Bold Films serait il le nouvel étendard du cinéma indépendant américain ? Tout porte en tout cas à le croire, compte tenu de la crème que nous propose la société de production de Gary Michael Walters ces derniers mois. Véritablement propulsée par Drive en 2011, difficile ne pas être convaincu par l’inoubliable duo Night Call–Whisplash complété désormais par l’excellent Lost River.


Dans un quartier résidentiel autour de la ville fantôme de Detroit, il reste deux familles plus ou moins forcées à vivre dans une insécurité croissante à l’intérieur de maisons délabrées. D’un côté, Billy est avec ses deux fils dont l’un cherche le moyen d’échapper à cet horrible destin, fruit d’une Amérique ruinée par la crise de 2008. De l’autre, Rat et sa grand mère morte d’esprit subsistent en attendant aussi un éventuel signe.
####
* Consigne a *
Dans la liste, recopiez fidèlement les lignes depuis celle qui contient "Here's a bet: you won't be able to pinpoint the sneaker" jusqu'à la fin de la liste, ces deux bornes comprises.
La liste qui suit n'a aucun rapport avec la critique.
####
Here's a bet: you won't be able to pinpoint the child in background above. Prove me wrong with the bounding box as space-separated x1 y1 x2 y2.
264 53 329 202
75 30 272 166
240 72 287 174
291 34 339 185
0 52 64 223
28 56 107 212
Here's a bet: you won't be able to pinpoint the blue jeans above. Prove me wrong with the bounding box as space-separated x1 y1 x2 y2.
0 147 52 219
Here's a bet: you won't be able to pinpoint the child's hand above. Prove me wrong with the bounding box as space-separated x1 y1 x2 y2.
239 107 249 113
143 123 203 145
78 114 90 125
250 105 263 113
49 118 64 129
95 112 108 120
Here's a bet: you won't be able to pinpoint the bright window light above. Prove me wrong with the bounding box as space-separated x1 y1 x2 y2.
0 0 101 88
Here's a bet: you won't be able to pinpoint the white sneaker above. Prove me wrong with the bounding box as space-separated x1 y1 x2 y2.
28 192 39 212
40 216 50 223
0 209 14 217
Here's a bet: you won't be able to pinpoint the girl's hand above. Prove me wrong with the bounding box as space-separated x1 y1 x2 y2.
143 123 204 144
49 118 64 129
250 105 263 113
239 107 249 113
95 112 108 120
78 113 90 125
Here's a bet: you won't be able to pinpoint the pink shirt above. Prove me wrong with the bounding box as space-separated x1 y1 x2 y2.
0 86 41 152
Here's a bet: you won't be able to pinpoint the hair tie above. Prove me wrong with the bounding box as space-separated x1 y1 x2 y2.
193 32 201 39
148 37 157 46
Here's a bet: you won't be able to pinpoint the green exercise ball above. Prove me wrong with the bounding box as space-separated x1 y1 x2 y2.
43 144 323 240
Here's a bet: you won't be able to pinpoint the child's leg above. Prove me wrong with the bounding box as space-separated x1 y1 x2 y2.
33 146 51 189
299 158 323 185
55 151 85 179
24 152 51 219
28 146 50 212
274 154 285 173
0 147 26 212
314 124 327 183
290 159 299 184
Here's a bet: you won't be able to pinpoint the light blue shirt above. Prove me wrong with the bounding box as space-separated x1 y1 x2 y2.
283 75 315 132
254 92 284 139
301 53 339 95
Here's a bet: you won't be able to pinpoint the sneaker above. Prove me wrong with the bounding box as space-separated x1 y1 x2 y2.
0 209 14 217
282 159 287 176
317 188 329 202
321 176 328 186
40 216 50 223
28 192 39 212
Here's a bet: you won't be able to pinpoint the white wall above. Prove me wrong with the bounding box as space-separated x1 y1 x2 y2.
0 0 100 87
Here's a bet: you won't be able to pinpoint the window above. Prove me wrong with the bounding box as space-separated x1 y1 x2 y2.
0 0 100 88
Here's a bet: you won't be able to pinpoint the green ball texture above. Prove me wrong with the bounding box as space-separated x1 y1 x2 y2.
####
* Consigne b *
Reproduisez à l'identique l'intégralité de la critique sur Lost River.

* Réponse complète a *
Here's a bet: you won't be able to pinpoint the sneaker above. Prove me wrong with the bounding box as space-separated x1 y1 x2 y2.
0 209 14 217
282 159 287 176
317 188 329 202
321 176 328 186
40 216 50 223
28 192 39 212
Here's a bet: you won't be able to pinpoint the white wall above. Prove me wrong with the bounding box as space-separated x1 y1 x2 y2.
0 0 100 87
Here's a bet: you won't be able to pinpoint the window above. Prove me wrong with the bounding box as space-separated x1 y1 x2 y2.
0 0 100 88
Here's a bet: you won't be able to pinpoint the green ball texture above. Prove me wrong with the bounding box as space-separated x1 y1 x2 y2.

* Réponse complète b *
Bold Films serait il le nouvel étendard du cinéma indépendant américain ? Tout porte en tout cas à le croire, compte tenu de la crème que nous propose la société de production de Gary Michael Walters ces derniers mois. Véritablement propulsée par Drive en 2011, difficile ne pas être convaincu par l’inoubliable duo Night Call–Whisplash complété désormais par l’excellent Lost River.


Dans un quartier résidentiel autour de la ville fantôme de Detroit, il reste deux familles plus ou moins forcées à vivre dans une insécurité croissante à l’intérieur de maisons délabrées. D’un côté, Billy est avec ses deux fils dont l’un cherche le moyen d’échapper à cet horrible destin, fruit d’une Amérique ruinée par la crise de 2008. De l’autre, Rat et sa grand mère morte d’esprit subsistent en attendant aussi un éventuel signe.